+++ DATA FOR THIS EXERCISE

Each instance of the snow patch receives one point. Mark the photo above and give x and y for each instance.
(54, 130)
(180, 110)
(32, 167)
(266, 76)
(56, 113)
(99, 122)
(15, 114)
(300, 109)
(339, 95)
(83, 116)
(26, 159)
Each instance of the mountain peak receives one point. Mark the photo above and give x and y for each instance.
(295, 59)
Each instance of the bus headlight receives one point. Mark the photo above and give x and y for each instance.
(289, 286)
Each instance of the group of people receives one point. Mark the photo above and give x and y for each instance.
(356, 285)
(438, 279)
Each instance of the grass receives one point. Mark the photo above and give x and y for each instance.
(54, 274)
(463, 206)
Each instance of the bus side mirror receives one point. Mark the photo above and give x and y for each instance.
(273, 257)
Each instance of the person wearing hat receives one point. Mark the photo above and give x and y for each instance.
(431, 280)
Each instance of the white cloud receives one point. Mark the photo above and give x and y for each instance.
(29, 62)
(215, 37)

++++++

## WHAT YOU WILL DO
Render every one of the records above as a Markdown table with two columns, No. and Text. Give each non-blank line its own numbered row in order, and leave out blank lines.

## EXPECTED ANSWER
| No. | Text |
|---|---|
| 1 | Each instance of the snow patch receives one point. Mark the photo above and give x and y for each instance. |
| 2 | (54, 130) |
| 3 | (180, 110) |
| 4 | (32, 167) |
| 5 | (266, 76) |
| 6 | (56, 113) |
| 7 | (99, 122) |
| 8 | (15, 114) |
| 9 | (300, 109) |
| 10 | (339, 95) |
| 11 | (83, 116) |
| 12 | (26, 159) |
| 13 | Each instance of the mountain peak receives one point. Mark the photo above and give x and y for each instance. |
| 14 | (295, 59) |
| 15 | Each instance of the bus headlight receives one point. Mark the photo above and give x and y for each instance. |
| 16 | (289, 286) |
| 17 | Each instance of the group of people receives one point. Mark the photo above and give x and y for each instance. |
| 18 | (356, 285) |
| 19 | (438, 279) |
| 20 | Each instance of the grass receives one point. Mark the photo above and give x and y for each instance. |
| 21 | (54, 274) |
| 22 | (463, 206) |
| 23 | Each instance of the bus side mirror receives one point. Mark the photo above and give x and y for each instance. |
| 24 | (273, 257) |
| 25 | Each instance of the person wearing hat receives one point. Mark the photo above and give x and y for each instance. |
| 26 | (431, 280) |
| 27 | Each instance of the white cloud receives one point. Mark the photo above and give x and y for each instance. |
| 28 | (29, 62) |
| 29 | (215, 37) |